### About this task
Search the entries below for "chair", and copy each line where it appears.

### Available data
★ ★ ★ ★ ★ ★ ★
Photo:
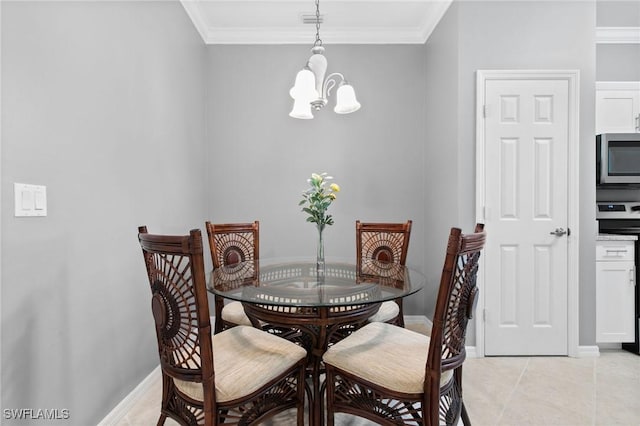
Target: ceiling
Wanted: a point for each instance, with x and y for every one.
(344, 21)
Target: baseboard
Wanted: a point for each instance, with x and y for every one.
(120, 411)
(588, 351)
(417, 319)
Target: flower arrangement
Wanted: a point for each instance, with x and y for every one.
(318, 198)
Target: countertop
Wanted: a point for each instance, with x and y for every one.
(616, 237)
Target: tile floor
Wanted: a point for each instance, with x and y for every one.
(518, 391)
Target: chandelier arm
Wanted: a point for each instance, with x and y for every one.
(330, 82)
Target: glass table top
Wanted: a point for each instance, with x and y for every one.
(301, 283)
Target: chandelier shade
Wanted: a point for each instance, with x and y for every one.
(346, 101)
(311, 88)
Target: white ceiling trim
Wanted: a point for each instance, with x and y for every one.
(306, 35)
(618, 35)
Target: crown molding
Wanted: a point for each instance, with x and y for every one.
(617, 35)
(370, 35)
(299, 35)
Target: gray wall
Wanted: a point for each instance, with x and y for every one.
(515, 35)
(103, 103)
(260, 157)
(618, 62)
(101, 99)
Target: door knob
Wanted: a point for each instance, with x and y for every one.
(559, 232)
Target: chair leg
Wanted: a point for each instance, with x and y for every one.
(465, 416)
(162, 419)
(400, 319)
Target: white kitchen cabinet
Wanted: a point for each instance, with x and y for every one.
(617, 107)
(615, 286)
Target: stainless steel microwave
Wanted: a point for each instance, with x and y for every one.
(618, 159)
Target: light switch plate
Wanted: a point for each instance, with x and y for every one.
(30, 200)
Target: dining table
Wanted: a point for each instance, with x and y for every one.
(313, 304)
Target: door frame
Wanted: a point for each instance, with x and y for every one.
(573, 187)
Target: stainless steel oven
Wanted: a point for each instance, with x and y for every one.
(624, 218)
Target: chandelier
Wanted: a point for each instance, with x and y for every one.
(311, 88)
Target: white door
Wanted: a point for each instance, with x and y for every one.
(526, 201)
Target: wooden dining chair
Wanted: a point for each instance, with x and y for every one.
(240, 376)
(231, 243)
(386, 243)
(391, 375)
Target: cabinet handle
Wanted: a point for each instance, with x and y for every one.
(613, 252)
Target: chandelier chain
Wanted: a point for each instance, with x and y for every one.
(318, 41)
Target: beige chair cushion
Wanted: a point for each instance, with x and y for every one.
(244, 360)
(388, 311)
(234, 312)
(384, 354)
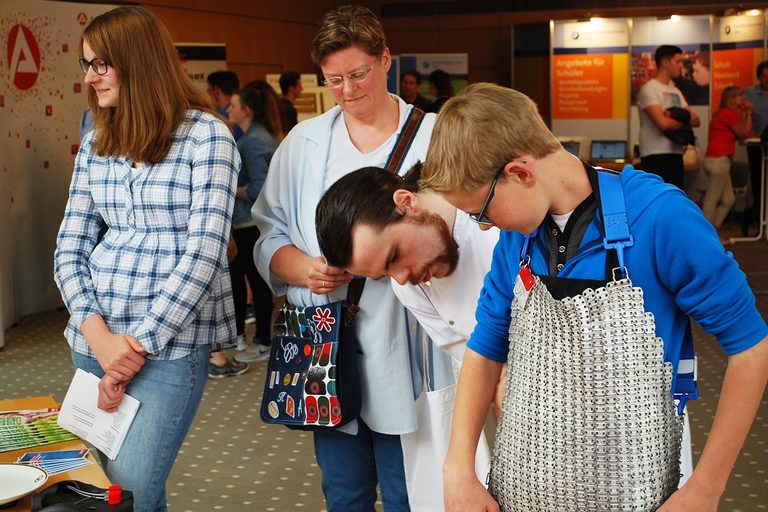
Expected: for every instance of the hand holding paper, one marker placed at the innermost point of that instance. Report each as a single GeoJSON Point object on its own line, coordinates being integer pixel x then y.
{"type": "Point", "coordinates": [81, 415]}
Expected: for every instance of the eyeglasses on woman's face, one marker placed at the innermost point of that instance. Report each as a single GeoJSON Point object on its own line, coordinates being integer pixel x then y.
{"type": "Point", "coordinates": [334, 82]}
{"type": "Point", "coordinates": [99, 66]}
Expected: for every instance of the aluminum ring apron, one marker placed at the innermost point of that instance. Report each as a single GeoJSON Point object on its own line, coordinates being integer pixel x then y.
{"type": "Point", "coordinates": [588, 421]}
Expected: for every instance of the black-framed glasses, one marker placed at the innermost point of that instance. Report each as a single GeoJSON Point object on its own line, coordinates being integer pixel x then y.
{"type": "Point", "coordinates": [334, 82]}
{"type": "Point", "coordinates": [480, 217]}
{"type": "Point", "coordinates": [99, 66]}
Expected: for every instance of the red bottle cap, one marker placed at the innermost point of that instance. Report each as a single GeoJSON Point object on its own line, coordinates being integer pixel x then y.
{"type": "Point", "coordinates": [115, 495]}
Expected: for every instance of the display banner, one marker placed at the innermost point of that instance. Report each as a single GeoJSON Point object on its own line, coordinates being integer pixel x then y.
{"type": "Point", "coordinates": [42, 98]}
{"type": "Point", "coordinates": [590, 69]}
{"type": "Point", "coordinates": [738, 48]}
{"type": "Point", "coordinates": [588, 86]}
{"type": "Point", "coordinates": [691, 34]}
{"type": "Point", "coordinates": [590, 75]}
{"type": "Point", "coordinates": [201, 59]}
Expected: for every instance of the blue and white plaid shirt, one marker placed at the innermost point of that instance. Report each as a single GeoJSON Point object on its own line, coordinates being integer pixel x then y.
{"type": "Point", "coordinates": [160, 273]}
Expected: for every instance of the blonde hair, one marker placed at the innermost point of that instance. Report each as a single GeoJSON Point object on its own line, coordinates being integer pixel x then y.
{"type": "Point", "coordinates": [345, 26]}
{"type": "Point", "coordinates": [155, 93]}
{"type": "Point", "coordinates": [477, 131]}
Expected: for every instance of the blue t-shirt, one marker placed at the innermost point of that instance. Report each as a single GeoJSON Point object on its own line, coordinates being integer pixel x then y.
{"type": "Point", "coordinates": [677, 260]}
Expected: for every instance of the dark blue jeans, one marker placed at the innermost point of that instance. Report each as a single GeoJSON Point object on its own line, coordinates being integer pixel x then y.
{"type": "Point", "coordinates": [353, 465]}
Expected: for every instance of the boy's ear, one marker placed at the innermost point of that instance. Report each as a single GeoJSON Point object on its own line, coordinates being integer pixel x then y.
{"type": "Point", "coordinates": [519, 171]}
{"type": "Point", "coordinates": [406, 201]}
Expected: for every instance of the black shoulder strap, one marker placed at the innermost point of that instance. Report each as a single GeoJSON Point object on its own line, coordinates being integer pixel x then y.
{"type": "Point", "coordinates": [394, 162]}
{"type": "Point", "coordinates": [404, 140]}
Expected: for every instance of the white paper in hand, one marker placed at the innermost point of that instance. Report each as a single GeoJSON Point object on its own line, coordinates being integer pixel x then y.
{"type": "Point", "coordinates": [81, 416]}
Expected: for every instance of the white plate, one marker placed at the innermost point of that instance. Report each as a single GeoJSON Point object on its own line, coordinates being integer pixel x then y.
{"type": "Point", "coordinates": [17, 481]}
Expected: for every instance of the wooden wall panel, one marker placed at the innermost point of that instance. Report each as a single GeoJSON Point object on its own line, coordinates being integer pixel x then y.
{"type": "Point", "coordinates": [258, 41]}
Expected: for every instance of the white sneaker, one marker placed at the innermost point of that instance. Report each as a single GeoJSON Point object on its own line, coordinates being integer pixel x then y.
{"type": "Point", "coordinates": [254, 353]}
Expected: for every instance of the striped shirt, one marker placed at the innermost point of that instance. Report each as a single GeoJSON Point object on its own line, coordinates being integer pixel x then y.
{"type": "Point", "coordinates": [160, 273]}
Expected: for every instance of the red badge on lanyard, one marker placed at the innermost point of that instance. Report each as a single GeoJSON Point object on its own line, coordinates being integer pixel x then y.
{"type": "Point", "coordinates": [523, 285]}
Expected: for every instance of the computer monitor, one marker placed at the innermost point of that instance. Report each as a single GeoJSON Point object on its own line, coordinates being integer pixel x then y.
{"type": "Point", "coordinates": [572, 147]}
{"type": "Point", "coordinates": [608, 151]}
{"type": "Point", "coordinates": [576, 145]}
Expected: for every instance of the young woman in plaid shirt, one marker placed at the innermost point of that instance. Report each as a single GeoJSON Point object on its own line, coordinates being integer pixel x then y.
{"type": "Point", "coordinates": [150, 299]}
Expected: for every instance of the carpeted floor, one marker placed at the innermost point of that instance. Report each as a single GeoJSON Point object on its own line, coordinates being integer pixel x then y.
{"type": "Point", "coordinates": [231, 461]}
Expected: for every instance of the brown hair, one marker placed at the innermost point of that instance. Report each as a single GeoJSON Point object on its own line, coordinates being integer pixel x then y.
{"type": "Point", "coordinates": [262, 100]}
{"type": "Point", "coordinates": [345, 26]}
{"type": "Point", "coordinates": [477, 131]}
{"type": "Point", "coordinates": [728, 94]}
{"type": "Point", "coordinates": [155, 93]}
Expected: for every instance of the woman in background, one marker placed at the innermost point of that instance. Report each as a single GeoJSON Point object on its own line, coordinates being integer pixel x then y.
{"type": "Point", "coordinates": [731, 122]}
{"type": "Point", "coordinates": [150, 299]}
{"type": "Point", "coordinates": [256, 111]}
{"type": "Point", "coordinates": [441, 88]}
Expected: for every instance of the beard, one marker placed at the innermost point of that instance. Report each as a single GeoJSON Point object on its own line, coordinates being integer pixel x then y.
{"type": "Point", "coordinates": [448, 256]}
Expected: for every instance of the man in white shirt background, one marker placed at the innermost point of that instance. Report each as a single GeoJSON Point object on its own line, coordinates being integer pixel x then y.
{"type": "Point", "coordinates": [659, 154]}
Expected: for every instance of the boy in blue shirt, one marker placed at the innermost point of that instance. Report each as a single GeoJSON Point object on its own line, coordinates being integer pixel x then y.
{"type": "Point", "coordinates": [492, 156]}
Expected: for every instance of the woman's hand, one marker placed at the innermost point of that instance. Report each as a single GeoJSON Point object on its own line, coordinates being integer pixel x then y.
{"type": "Point", "coordinates": [323, 278]}
{"type": "Point", "coordinates": [117, 357]}
{"type": "Point", "coordinates": [465, 493]}
{"type": "Point", "coordinates": [114, 352]}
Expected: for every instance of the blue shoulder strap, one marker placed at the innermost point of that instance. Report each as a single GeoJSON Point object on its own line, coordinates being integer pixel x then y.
{"type": "Point", "coordinates": [617, 236]}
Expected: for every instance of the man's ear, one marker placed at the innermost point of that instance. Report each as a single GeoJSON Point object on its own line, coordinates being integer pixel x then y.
{"type": "Point", "coordinates": [406, 201]}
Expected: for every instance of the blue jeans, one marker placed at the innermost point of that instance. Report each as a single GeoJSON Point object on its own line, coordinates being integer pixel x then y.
{"type": "Point", "coordinates": [169, 392]}
{"type": "Point", "coordinates": [352, 466]}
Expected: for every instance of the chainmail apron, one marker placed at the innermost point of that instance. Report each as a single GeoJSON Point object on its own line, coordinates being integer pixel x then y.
{"type": "Point", "coordinates": [588, 421]}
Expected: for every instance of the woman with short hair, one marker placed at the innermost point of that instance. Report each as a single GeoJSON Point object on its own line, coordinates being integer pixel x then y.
{"type": "Point", "coordinates": [350, 49]}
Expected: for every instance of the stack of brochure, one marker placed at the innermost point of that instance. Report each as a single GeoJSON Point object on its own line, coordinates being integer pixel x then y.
{"type": "Point", "coordinates": [55, 462]}
{"type": "Point", "coordinates": [28, 428]}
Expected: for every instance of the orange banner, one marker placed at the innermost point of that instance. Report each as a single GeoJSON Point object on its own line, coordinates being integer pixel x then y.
{"type": "Point", "coordinates": [733, 67]}
{"type": "Point", "coordinates": [582, 86]}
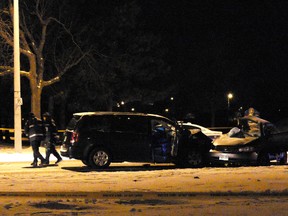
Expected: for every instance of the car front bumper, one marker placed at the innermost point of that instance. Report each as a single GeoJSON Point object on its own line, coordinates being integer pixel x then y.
{"type": "Point", "coordinates": [216, 157]}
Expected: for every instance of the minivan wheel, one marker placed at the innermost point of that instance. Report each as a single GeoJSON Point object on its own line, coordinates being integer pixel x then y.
{"type": "Point", "coordinates": [194, 158]}
{"type": "Point", "coordinates": [283, 160]}
{"type": "Point", "coordinates": [99, 158]}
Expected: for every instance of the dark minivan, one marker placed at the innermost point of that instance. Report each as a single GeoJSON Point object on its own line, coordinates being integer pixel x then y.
{"type": "Point", "coordinates": [99, 138]}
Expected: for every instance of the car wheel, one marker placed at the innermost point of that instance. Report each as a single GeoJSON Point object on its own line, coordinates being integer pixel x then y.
{"type": "Point", "coordinates": [194, 158]}
{"type": "Point", "coordinates": [99, 158]}
{"type": "Point", "coordinates": [263, 159]}
{"type": "Point", "coordinates": [85, 162]}
{"type": "Point", "coordinates": [283, 159]}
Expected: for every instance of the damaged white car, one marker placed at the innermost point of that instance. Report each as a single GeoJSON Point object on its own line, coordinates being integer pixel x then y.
{"type": "Point", "coordinates": [255, 141]}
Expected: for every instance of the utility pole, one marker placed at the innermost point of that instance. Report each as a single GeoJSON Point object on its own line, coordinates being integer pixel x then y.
{"type": "Point", "coordinates": [17, 86]}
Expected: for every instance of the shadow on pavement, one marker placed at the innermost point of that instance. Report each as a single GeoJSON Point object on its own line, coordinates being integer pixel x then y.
{"type": "Point", "coordinates": [146, 167]}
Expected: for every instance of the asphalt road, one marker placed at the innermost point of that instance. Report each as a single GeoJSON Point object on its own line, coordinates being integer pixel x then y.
{"type": "Point", "coordinates": [130, 188]}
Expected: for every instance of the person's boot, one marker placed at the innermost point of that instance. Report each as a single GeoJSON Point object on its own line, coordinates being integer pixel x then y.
{"type": "Point", "coordinates": [43, 163]}
{"type": "Point", "coordinates": [34, 164]}
{"type": "Point", "coordinates": [58, 160]}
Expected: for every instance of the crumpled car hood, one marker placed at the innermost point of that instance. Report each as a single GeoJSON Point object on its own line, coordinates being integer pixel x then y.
{"type": "Point", "coordinates": [225, 140]}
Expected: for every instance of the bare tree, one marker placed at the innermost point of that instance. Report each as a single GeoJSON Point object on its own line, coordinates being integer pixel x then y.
{"type": "Point", "coordinates": [47, 46]}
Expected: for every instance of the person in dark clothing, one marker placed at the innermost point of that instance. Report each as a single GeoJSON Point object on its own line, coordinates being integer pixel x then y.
{"type": "Point", "coordinates": [51, 137]}
{"type": "Point", "coordinates": [34, 131]}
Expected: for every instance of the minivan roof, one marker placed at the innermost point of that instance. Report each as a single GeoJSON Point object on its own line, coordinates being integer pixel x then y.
{"type": "Point", "coordinates": [118, 113]}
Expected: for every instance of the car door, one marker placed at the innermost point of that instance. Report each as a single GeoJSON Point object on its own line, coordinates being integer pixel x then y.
{"type": "Point", "coordinates": [130, 139]}
{"type": "Point", "coordinates": [163, 137]}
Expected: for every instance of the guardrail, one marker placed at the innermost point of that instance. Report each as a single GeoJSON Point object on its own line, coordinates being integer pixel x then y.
{"type": "Point", "coordinates": [7, 135]}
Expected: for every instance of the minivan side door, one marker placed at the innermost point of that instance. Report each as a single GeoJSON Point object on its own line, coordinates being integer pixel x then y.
{"type": "Point", "coordinates": [163, 137]}
{"type": "Point", "coordinates": [130, 138]}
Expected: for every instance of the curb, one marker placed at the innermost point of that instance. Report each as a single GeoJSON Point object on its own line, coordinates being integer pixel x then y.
{"type": "Point", "coordinates": [143, 195]}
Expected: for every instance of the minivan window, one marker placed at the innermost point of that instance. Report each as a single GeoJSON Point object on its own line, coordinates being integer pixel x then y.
{"type": "Point", "coordinates": [72, 123]}
{"type": "Point", "coordinates": [130, 124]}
{"type": "Point", "coordinates": [98, 123]}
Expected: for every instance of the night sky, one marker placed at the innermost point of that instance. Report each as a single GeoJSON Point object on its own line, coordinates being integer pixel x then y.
{"type": "Point", "coordinates": [216, 47]}
{"type": "Point", "coordinates": [240, 43]}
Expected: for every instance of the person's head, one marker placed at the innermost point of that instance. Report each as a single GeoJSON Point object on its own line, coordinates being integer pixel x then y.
{"type": "Point", "coordinates": [46, 116]}
{"type": "Point", "coordinates": [31, 116]}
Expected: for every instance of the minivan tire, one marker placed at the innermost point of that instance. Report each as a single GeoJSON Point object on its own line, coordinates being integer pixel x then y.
{"type": "Point", "coordinates": [99, 158]}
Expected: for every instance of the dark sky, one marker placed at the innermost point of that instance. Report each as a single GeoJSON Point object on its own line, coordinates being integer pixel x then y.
{"type": "Point", "coordinates": [245, 41]}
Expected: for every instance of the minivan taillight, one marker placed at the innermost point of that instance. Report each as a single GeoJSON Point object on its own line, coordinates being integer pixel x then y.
{"type": "Point", "coordinates": [74, 137]}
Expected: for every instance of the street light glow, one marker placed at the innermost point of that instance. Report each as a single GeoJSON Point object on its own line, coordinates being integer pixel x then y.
{"type": "Point", "coordinates": [229, 97]}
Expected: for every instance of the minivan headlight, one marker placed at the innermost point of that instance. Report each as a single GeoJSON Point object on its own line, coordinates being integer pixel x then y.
{"type": "Point", "coordinates": [247, 149]}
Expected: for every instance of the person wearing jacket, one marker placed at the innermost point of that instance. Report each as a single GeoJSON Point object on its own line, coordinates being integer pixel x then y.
{"type": "Point", "coordinates": [34, 131]}
{"type": "Point", "coordinates": [50, 138]}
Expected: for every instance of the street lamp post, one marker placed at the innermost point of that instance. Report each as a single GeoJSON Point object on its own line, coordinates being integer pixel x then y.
{"type": "Point", "coordinates": [17, 88]}
{"type": "Point", "coordinates": [229, 97]}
★ ★ ★ ★ ★ ★ ★
### Output of the task
Target: chair leg
Target: wooden dining chair
Target: beige chair cushion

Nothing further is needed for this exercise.